◆ What is expected
Quote the data below in full, minus the images.

◆ Raw data
------------------------------------------------------------------------

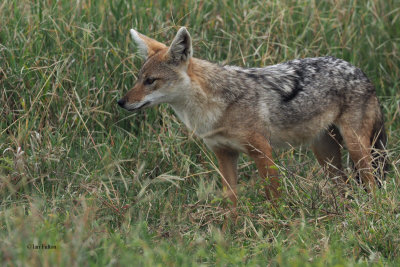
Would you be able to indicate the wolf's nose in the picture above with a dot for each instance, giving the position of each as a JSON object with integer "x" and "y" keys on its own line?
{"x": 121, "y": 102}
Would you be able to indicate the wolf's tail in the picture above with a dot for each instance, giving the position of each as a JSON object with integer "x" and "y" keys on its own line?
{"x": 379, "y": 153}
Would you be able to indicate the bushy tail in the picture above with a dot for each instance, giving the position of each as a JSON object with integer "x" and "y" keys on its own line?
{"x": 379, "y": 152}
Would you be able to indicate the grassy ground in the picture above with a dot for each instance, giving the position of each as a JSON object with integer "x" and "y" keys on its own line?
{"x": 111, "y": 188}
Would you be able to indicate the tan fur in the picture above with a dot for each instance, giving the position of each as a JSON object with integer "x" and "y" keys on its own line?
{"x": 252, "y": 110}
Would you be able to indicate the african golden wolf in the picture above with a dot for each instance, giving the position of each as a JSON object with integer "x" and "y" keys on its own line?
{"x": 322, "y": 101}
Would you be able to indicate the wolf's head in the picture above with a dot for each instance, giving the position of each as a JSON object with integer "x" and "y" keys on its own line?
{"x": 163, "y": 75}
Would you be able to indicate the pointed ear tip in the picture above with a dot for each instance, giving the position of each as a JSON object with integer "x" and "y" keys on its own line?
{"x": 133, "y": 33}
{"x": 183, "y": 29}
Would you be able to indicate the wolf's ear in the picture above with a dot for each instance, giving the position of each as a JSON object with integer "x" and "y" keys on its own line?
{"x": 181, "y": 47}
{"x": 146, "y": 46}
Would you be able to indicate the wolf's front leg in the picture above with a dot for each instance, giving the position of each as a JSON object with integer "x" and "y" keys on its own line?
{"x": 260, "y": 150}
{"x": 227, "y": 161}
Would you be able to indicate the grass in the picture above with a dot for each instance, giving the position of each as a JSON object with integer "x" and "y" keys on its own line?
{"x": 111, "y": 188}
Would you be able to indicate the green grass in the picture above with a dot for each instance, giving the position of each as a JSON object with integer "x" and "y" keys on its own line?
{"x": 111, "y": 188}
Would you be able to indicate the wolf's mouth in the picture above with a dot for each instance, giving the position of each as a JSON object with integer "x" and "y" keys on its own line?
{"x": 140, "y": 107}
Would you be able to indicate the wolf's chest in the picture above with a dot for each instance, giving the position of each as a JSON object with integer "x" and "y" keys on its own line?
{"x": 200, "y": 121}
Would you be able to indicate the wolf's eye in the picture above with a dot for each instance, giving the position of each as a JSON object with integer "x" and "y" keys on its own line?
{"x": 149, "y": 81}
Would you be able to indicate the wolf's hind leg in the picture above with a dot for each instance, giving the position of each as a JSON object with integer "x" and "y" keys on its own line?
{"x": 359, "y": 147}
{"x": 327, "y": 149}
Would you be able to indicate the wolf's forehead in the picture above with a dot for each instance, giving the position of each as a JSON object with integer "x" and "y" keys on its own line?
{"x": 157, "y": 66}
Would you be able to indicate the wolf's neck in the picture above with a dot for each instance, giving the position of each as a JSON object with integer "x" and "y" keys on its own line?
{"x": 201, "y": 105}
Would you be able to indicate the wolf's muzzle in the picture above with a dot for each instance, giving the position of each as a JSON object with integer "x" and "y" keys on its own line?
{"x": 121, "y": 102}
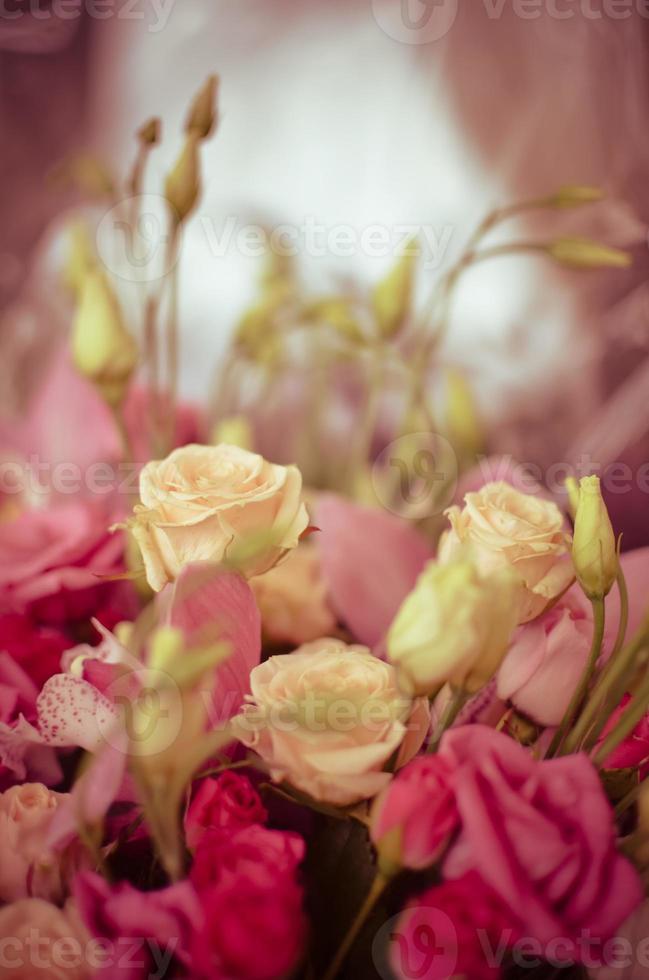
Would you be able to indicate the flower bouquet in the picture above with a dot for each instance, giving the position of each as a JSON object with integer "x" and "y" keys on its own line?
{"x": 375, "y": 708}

------------------------------------------------------------------------

◆ Full answer
Would you be able to indicate the wolf's nose in the picture above with a dot for each instance, giving the position of each as a JSON object with integer "x" and "y" keys on its own line?
{"x": 121, "y": 102}
Would you be able to indicate the wolf's tail in the picture above with a dot for each instance, giving the position of each as a JSON object with integer "x" and "y" keys on its own line?
{"x": 379, "y": 153}
Would you be able to indicate the bushy tail in the picture above with a dot for each instance, giving the position of each as a JSON object with integer "x" and "y" keys on its own line?
{"x": 379, "y": 152}
Would you be able to indicate the grassy ground in the picture above with a dot for each instance, giving the position of each as a JSON object with integer "x" and "y" keys on its own line?
{"x": 111, "y": 188}
Would you be able to indicate the tan fur in the picture above with a dot for each instance, giving the position of each as a JSON object with integer "x" and "y" keys on its own line?
{"x": 252, "y": 110}
Would you be able to indicate the african golden wolf in the picture above with a dot for each instance, giving the position of each as a JSON object with integer "x" and "y" keys on its own line?
{"x": 322, "y": 101}
Would you be able to indicate the wolf's head in the picture above with a dot for each instance, giving the position of each as a JSON object with integer "x" and "y" keys on its own line?
{"x": 163, "y": 75}
Would you be able to indicate the pointed ear tip in the picture above with a dot for each instance, giving the position of each as a JSON object with integer "x" and "y" keys on its own line?
{"x": 133, "y": 33}
{"x": 183, "y": 29}
Would you be able to indicate the wolf's ear in the picture above with a dot for each instance, giving the position of each as a JSON object with integer "x" and "y" keys on its own line?
{"x": 181, "y": 47}
{"x": 146, "y": 46}
Would you be able to indicate the wolf's front leg in the picture above with a dot for each instance, giving the position of each as a JSON object with integer "x" and "y" keys on its own line?
{"x": 260, "y": 150}
{"x": 227, "y": 161}
Would you be able to indicate the grass in the picture above with a dot for each instance, giving the position of each as a JSON object with integer "x" and "y" keys on its own line?
{"x": 111, "y": 188}
Would you be able to indicate the green grass in the picture above with a dot for each instance, giving the position of each as a JSON object with integer "x" and "y" keys on its own line?
{"x": 111, "y": 188}
Would you be able to indicate the wolf's mouth in the picture above with a dot for each instance, giving the position of each as a JSON object with integer "x" and "y" keys on its own line?
{"x": 140, "y": 107}
Would you be able to indicate the wolf's chest in the picture above with a dot for each instance, giving the position of each as a JSON object with integer "x" and "y" keys on its own line?
{"x": 200, "y": 121}
Would you be able to indicate the wolf's eye in the picture above with a dot for each instance, giving the position of each as a JSON object with integer "x" and "y" keys on its own line?
{"x": 149, "y": 81}
Would you be able to indicate the wolf's hind leg in the picture above with a dot for each instance, giving the position of each as a JSON object with integer "x" and "y" keys on its own line?
{"x": 359, "y": 147}
{"x": 327, "y": 149}
Would you be able to indicate the wolf's forehead in the picture above with a dot for each instance, giving the position of each as a JSON object with integer "x" and "y" keys on its own line?
{"x": 157, "y": 66}
Would you be able to indicate the wolf's neck in the picture above with a dot for each instance, giving the position of each as a JSON object with integer "x" and "y" keys on its own line?
{"x": 201, "y": 105}
Would you be able to indicate the wolf's muzzle in the picture above with a dot for each instance, giving the position of each as a JSON object with integer "x" and "y" keys on its own line?
{"x": 121, "y": 102}
Would you be able to indicate the flower bouquet in the picture above with a dot for each instance, giving the position of each as a JSON object with integer "x" and "y" keys on its own line?
{"x": 375, "y": 708}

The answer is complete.